**Task statement**: Restate the last part of the records below word for word, beginning at the line with "point: ocean" and ending at the final line.

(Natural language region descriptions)
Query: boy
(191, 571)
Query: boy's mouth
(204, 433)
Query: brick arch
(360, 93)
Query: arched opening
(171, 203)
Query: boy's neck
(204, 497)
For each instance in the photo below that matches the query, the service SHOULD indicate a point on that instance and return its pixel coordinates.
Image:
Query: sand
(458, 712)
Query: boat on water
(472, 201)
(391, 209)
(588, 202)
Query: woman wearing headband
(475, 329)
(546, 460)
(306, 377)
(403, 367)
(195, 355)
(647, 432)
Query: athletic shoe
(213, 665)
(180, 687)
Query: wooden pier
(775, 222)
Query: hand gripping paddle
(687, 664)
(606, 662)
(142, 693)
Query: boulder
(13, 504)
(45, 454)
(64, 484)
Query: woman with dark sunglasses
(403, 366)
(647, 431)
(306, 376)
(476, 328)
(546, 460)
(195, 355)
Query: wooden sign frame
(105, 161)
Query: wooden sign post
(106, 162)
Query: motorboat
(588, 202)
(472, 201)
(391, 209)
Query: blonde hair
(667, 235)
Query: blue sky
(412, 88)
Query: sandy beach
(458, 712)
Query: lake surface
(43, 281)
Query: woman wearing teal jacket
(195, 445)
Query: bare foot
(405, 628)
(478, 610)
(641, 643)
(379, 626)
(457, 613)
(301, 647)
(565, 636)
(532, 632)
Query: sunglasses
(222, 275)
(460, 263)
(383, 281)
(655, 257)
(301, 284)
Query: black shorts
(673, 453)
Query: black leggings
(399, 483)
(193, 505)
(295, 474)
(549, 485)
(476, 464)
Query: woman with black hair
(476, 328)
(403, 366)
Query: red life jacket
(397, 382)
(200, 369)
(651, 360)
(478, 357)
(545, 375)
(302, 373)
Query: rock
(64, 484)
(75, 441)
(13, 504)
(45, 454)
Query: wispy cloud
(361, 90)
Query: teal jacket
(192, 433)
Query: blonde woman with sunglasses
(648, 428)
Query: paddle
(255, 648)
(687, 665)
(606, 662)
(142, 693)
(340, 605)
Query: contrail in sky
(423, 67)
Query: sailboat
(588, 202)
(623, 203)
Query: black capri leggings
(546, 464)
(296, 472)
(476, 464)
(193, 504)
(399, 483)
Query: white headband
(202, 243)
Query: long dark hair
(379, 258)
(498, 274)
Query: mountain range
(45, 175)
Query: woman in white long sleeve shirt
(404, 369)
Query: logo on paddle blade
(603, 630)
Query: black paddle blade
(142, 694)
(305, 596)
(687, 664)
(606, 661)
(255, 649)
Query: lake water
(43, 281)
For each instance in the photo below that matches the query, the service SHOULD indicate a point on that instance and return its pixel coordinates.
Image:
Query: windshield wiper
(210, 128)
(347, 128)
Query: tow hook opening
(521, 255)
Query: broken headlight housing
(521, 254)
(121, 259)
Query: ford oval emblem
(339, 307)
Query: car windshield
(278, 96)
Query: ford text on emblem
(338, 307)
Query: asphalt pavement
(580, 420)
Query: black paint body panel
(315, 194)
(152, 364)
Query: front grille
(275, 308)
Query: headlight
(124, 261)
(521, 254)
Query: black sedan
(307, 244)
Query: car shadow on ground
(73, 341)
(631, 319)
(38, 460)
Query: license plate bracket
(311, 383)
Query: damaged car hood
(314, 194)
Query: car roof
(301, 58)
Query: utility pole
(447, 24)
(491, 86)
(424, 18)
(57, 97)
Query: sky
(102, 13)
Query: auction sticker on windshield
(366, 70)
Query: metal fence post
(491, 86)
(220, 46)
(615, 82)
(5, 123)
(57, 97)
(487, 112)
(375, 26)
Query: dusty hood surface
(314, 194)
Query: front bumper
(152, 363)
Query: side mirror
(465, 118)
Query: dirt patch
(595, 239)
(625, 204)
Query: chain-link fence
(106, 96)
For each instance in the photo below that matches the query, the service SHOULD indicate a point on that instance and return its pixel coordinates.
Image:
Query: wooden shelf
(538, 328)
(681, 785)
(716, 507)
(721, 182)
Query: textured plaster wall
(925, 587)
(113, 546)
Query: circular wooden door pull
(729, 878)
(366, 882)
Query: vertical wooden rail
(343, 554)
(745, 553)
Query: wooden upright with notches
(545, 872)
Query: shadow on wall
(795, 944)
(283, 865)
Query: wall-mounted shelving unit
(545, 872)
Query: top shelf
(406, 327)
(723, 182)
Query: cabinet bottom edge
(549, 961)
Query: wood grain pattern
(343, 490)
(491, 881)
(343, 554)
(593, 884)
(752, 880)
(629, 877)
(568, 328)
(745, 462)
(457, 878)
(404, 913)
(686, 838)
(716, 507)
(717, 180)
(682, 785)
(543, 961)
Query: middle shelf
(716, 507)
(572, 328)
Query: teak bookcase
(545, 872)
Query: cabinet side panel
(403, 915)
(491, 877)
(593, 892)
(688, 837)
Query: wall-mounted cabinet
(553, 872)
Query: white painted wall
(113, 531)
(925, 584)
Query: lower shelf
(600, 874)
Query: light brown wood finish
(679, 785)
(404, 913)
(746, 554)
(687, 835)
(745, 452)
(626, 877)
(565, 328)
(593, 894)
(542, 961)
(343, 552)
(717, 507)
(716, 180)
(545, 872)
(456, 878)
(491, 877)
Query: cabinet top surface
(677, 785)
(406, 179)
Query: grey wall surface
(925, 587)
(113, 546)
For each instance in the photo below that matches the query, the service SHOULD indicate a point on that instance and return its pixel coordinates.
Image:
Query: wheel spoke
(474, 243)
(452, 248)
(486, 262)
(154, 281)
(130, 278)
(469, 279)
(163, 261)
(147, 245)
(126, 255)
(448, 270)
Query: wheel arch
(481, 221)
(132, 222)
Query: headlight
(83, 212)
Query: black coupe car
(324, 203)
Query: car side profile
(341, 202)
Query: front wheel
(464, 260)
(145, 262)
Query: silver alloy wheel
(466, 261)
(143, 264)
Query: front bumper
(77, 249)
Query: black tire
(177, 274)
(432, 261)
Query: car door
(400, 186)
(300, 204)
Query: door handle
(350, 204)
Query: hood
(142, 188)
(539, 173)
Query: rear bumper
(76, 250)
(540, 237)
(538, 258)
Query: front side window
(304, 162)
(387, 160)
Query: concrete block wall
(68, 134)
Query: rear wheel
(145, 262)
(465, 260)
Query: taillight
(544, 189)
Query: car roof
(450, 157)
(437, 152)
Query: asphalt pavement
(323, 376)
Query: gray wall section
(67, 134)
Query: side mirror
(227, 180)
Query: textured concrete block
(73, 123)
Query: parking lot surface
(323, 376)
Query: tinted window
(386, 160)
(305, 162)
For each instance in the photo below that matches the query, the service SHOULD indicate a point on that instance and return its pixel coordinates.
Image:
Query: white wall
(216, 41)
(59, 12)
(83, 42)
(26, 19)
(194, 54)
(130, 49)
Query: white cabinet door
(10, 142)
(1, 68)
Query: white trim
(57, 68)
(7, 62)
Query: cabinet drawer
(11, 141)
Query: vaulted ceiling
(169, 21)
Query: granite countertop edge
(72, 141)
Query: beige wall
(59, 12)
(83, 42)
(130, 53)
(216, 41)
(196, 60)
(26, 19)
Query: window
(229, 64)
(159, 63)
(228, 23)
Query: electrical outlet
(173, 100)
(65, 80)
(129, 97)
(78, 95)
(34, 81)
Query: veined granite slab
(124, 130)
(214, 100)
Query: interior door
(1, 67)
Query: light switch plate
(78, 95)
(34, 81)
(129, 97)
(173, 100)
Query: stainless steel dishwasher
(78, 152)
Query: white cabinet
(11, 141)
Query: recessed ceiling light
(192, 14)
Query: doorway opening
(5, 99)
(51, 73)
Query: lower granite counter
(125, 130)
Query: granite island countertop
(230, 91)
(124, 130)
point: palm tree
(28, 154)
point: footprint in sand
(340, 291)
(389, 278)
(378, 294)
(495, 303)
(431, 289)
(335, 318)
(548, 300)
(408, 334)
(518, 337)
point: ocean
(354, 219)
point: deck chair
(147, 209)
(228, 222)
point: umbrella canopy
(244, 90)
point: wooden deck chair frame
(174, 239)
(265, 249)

**Answer to this problem**:
point: ocean
(354, 219)
point: deck chair
(147, 209)
(228, 222)
point: umbrella canopy
(244, 90)
point: wooden deck chair frame
(174, 239)
(265, 249)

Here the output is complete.